=== Document segment ===
....

The ISS will feature three main science modules: the US-built Destiny Lab, the Japanese Kibo experiment module and Europe’s Columbus Laboratory.

The Destiny Lab was launched on 7 February 2001 and is an 8.5m-long, cylindrical, pressurised module. It has a capacity of 24 rack locations and will accommodate 13 laboratory racks.

Kibo is Japan’s first manned space facility and will allow up to four astronauts to perform scientific experiments. Kibo consists of four components: two experimental facilities (one pressurised and one exposed), logistics modules attached to each of them and a manipulator arm to be used for experiments and ORU changeout tasks.

The Columbus Laboratory is a 6.8m-long cylinder that contains 75m³ of internal space. Broadband video and data links will allow scientists on Earth to control the mini laboratories that will be housed on International Standard Payload Racks. The module can accommodate ten such racks and has a further four external mounting points that will allow experiments to be conducted in the vacuum of space. It is due to be launched in October 2004.


The Italian MPLMs (Leonardo, Donatello and Raffaello) are unmanned reusable modules that are designed to bring new laboratory racks to the science modules and carry away old ones. They are removed from the Space Shuttle after it has docked, have their contents changed and are then replaced for their return to Earth.

....

=== Jobs ===
- a) Reproduce the text on the space station's science modules word for word, from start to finish.
- b) Pick out every line in the rows below that contains the string "glass".

....

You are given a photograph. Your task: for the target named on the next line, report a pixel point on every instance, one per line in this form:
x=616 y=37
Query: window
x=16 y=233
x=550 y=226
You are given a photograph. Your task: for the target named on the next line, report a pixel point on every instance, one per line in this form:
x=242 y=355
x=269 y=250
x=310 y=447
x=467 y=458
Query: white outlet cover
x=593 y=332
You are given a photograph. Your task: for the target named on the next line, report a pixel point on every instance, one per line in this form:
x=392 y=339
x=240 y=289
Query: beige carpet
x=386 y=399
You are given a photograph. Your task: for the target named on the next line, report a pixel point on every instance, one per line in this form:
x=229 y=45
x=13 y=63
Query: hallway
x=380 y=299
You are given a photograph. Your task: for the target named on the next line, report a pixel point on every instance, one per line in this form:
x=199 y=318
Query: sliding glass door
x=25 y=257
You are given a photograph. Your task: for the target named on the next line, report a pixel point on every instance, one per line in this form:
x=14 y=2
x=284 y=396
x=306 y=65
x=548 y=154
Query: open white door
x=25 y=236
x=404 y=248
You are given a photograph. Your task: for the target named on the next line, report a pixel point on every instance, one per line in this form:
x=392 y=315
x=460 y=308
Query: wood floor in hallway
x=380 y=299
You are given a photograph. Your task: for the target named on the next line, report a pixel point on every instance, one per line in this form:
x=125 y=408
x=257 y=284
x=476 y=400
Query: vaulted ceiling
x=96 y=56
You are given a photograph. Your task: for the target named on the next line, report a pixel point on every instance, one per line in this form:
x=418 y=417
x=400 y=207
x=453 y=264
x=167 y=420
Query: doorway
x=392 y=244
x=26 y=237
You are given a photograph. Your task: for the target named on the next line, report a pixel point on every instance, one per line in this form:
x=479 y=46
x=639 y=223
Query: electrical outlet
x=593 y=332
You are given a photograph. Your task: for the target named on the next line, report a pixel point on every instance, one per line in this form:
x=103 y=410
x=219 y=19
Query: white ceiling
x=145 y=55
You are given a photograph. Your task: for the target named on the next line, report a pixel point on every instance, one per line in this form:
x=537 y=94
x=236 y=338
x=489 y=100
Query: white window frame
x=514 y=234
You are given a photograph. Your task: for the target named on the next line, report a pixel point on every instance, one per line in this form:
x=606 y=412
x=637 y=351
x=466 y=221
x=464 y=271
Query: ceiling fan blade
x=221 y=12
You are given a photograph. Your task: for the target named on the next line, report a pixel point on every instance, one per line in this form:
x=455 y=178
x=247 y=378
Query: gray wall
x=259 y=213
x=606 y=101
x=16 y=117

....

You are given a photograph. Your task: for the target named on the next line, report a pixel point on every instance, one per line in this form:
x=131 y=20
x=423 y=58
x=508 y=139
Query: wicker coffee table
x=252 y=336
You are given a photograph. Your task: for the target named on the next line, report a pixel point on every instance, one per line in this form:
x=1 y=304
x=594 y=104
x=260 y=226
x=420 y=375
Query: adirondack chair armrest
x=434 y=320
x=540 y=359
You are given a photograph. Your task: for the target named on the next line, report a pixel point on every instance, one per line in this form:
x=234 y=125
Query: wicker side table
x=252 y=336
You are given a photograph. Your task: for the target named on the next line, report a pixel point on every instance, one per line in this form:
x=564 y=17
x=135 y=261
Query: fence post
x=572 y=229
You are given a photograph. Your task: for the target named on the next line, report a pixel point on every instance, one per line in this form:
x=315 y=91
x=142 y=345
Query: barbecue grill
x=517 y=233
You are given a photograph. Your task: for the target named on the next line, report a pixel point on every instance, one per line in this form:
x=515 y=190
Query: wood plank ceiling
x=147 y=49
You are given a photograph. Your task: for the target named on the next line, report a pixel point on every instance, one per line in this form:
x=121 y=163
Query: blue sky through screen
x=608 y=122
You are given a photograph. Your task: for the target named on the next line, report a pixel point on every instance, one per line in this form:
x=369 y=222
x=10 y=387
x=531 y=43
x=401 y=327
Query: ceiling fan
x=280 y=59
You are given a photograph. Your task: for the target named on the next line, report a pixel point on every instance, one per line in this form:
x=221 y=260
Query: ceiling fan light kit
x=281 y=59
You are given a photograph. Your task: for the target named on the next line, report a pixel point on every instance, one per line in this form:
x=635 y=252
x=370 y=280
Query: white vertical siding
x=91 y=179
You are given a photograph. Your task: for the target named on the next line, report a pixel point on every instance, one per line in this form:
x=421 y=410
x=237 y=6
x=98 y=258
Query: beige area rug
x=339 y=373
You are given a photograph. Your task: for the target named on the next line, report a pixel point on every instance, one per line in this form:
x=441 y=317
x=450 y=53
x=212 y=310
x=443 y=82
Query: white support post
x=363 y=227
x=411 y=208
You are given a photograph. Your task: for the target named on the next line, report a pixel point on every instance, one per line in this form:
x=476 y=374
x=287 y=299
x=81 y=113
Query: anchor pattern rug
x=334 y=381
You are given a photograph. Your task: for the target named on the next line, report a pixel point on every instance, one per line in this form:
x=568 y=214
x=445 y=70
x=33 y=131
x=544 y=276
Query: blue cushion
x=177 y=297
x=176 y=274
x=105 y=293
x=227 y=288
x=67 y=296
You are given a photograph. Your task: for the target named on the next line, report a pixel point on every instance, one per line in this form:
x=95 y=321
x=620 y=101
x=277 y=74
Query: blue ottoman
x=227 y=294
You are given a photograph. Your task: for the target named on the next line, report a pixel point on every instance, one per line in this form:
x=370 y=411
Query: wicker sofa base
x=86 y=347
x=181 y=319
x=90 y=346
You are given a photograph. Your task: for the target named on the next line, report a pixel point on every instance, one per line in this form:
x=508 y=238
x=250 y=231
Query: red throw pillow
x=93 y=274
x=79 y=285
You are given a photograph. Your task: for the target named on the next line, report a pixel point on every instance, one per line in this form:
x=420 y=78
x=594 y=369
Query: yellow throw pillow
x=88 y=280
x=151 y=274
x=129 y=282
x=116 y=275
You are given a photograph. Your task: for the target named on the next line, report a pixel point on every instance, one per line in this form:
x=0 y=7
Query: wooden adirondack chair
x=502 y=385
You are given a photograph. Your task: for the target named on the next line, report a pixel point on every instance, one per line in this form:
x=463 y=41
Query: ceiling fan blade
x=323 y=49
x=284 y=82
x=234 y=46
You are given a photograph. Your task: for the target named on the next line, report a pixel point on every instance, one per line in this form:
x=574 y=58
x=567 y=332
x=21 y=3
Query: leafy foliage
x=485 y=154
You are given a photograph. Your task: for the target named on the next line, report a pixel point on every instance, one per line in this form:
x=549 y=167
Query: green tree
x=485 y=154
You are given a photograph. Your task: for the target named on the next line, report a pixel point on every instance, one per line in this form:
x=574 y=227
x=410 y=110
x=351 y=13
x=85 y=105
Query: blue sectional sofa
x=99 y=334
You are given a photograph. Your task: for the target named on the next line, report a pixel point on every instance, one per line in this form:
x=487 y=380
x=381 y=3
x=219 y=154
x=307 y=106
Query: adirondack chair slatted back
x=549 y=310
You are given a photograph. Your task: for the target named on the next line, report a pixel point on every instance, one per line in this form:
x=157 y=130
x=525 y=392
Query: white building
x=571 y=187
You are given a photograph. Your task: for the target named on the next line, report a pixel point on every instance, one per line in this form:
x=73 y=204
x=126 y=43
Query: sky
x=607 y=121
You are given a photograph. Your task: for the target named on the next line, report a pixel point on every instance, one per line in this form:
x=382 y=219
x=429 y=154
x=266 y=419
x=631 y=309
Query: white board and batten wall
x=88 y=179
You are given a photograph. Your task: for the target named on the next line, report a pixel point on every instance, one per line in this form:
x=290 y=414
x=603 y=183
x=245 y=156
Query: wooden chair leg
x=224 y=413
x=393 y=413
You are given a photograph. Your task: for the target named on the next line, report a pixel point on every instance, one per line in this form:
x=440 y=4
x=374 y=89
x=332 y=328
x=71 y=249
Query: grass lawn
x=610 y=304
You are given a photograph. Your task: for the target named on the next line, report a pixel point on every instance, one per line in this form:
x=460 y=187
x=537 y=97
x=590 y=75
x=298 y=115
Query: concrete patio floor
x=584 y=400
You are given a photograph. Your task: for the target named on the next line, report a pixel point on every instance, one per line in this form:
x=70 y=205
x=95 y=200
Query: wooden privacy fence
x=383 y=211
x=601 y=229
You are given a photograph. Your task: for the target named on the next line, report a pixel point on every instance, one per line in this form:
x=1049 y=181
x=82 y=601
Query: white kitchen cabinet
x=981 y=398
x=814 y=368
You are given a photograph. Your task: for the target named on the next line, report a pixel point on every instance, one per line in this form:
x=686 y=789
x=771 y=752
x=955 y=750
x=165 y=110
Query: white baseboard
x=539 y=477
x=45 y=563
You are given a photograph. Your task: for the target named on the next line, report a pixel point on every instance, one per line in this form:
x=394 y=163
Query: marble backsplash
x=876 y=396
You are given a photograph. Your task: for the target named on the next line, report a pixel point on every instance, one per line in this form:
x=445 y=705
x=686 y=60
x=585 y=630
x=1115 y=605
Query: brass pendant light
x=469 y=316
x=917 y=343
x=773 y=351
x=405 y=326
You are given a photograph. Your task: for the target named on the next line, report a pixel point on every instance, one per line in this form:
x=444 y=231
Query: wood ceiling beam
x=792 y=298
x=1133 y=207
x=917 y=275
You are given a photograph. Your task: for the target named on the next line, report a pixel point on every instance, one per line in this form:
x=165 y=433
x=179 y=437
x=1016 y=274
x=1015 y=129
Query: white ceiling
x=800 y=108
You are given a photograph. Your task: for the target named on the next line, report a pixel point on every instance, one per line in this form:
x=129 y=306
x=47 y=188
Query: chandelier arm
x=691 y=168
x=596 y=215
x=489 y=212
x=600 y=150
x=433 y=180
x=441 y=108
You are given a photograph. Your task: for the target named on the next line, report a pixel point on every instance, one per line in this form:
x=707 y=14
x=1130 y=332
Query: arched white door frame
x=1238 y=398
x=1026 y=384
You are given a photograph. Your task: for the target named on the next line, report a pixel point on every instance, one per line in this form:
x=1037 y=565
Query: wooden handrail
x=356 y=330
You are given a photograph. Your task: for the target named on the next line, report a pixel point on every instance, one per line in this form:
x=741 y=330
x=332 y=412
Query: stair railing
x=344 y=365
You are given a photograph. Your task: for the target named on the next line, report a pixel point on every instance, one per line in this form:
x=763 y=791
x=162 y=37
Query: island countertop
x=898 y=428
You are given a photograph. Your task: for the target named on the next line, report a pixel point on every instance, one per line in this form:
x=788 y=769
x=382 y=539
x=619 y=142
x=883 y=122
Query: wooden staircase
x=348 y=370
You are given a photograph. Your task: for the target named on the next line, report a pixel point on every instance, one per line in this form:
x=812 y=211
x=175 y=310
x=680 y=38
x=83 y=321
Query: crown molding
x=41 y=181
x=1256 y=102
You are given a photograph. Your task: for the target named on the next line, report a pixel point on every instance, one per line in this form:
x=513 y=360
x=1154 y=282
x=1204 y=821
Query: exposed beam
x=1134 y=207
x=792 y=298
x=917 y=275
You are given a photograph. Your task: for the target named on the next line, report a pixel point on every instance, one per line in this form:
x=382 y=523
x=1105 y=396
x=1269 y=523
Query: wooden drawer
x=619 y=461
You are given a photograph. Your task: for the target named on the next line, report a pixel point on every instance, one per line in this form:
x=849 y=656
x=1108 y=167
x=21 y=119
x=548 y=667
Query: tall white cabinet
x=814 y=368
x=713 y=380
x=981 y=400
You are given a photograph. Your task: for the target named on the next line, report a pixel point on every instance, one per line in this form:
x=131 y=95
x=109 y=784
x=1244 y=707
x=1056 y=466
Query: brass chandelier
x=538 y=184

....

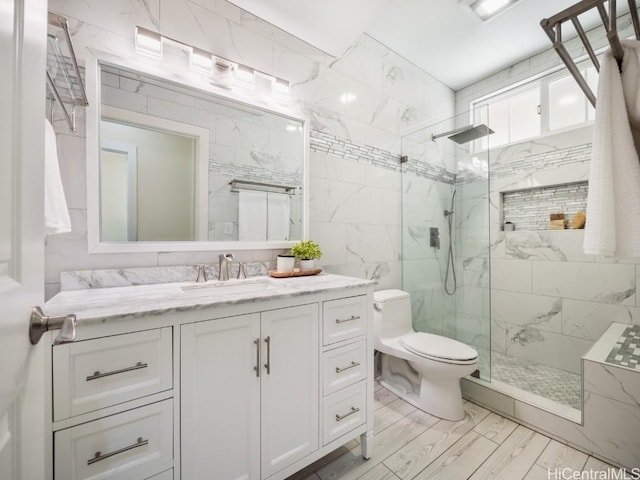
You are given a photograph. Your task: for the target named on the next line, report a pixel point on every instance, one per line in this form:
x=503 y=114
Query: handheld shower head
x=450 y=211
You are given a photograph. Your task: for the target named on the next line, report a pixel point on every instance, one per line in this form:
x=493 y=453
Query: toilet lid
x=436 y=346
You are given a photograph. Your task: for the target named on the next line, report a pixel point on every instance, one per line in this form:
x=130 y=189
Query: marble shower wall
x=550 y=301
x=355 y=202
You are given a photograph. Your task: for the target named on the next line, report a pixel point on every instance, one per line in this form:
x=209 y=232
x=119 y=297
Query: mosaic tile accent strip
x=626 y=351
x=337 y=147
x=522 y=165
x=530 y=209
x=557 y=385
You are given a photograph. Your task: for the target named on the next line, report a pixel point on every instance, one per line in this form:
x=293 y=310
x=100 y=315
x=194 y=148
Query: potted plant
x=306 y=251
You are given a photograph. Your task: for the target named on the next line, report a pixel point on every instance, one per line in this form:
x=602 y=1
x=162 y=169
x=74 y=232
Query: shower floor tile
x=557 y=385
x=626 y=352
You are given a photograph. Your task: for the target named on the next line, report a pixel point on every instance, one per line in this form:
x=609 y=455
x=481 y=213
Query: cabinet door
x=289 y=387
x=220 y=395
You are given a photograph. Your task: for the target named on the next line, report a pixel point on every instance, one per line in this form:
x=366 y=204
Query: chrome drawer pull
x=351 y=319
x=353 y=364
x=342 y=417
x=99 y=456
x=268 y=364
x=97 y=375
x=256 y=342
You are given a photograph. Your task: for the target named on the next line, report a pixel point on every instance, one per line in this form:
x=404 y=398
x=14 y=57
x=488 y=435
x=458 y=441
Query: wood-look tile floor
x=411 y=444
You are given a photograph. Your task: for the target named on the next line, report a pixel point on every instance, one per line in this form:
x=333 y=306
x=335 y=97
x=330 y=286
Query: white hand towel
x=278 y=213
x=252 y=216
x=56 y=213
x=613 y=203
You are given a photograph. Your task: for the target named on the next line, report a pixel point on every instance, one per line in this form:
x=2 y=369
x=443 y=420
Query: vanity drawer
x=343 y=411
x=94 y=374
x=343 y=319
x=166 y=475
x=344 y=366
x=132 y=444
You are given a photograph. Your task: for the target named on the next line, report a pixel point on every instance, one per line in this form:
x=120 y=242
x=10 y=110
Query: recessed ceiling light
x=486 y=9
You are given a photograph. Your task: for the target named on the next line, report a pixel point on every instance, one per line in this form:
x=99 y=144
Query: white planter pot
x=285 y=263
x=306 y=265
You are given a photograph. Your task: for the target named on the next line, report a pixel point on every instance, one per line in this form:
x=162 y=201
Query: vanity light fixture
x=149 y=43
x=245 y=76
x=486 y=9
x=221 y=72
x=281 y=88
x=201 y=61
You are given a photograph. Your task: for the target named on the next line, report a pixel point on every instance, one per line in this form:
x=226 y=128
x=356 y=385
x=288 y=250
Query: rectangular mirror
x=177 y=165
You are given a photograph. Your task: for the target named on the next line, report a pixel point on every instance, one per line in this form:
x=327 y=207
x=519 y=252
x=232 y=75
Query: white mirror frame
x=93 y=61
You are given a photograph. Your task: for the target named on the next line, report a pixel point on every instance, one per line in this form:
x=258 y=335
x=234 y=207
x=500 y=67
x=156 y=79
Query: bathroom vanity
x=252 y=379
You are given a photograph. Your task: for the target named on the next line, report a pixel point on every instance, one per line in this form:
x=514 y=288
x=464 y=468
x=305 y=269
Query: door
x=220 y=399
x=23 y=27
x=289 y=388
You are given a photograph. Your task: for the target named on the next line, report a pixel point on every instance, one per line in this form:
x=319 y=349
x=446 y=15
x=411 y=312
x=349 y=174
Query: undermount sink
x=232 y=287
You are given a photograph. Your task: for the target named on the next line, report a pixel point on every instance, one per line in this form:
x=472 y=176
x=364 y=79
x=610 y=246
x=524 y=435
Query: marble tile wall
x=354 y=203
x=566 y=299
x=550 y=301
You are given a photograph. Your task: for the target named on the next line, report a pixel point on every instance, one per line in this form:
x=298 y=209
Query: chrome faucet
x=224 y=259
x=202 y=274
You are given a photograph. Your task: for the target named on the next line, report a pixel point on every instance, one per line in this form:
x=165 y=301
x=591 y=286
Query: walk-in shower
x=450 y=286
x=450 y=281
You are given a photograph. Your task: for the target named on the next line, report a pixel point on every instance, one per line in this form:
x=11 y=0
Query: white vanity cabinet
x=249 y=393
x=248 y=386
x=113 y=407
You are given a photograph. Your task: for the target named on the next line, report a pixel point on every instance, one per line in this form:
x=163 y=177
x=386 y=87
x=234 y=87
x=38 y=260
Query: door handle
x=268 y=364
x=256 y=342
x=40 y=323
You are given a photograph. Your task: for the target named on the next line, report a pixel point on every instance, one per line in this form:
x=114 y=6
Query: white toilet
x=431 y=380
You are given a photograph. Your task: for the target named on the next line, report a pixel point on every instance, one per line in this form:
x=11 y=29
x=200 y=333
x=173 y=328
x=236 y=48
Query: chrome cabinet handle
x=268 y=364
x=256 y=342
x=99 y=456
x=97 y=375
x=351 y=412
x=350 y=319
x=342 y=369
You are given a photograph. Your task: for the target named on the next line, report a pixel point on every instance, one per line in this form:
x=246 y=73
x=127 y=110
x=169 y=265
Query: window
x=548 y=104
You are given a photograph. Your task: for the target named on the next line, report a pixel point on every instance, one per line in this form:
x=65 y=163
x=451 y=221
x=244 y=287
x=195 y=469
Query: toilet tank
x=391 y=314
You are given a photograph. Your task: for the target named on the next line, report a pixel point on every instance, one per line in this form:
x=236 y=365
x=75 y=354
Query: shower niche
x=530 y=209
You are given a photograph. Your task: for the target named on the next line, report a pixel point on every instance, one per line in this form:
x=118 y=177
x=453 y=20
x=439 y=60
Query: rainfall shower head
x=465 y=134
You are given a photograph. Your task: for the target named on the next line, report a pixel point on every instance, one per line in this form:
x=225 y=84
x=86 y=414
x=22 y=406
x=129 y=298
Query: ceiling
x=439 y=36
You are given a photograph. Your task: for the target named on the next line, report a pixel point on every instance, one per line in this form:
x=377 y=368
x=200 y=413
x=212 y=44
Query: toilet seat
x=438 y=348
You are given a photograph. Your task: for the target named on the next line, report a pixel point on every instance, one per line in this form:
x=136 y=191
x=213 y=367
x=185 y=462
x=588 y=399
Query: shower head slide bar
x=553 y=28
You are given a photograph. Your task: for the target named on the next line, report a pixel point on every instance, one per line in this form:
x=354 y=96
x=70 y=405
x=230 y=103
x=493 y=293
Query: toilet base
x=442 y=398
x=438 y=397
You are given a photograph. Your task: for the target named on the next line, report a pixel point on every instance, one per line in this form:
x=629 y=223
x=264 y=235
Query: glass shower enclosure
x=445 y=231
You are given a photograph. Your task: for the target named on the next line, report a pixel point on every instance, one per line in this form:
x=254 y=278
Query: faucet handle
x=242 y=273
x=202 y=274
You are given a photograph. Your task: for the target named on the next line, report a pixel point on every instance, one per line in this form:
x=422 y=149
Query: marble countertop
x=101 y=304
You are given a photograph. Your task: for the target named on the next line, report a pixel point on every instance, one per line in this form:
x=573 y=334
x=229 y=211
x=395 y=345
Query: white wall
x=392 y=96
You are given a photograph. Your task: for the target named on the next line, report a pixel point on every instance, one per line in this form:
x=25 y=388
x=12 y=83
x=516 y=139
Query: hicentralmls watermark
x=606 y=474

....

=== Task-by-task answers ===
- a)
The ISS will feature three main science modules: the US-built Destiny Lab, the Japanese Kibo experiment module and Europe’s Columbus Laboratory.

The Destiny Lab was launched on 7 February 2001 and is an 8.5m-long, cylindrical, pressurised module. It has a capacity of 24 rack locations and will accommodate 13 laboratory racks.

Kibo is Japan’s first manned space facility and will allow up to four astronauts to perform scientific experiments. Kibo consists of four components: two experimental facilities (one pressurised and one exposed), logistics modules attached to each of them and a manipulator arm to be used for experiments and ORU changeout tasks.

The Columbus Laboratory is a 6.8m-long cylinder that contains 75m³ of internal space. Broadband video and data links will allow scientists on Earth to control the mini laboratories that will be housed on International Standard Payload Racks. The module can accommodate ten such racks and has a further four external mounting points that will allow experiments to be conducted in the vacuum of space. It is due to be launched in October 2004.


The Italian MPLMs (Leonardo, Donatello and Raffaello) are unmanned reusable modules that are designed to bring new laboratory racks to the science modules and carry away old ones. They are removed from the Space Shuttle after it has docked, have their contents changed and are then replaced for their return to Earth.

- b)
Query: sliding glass door
Query: glass shower enclosure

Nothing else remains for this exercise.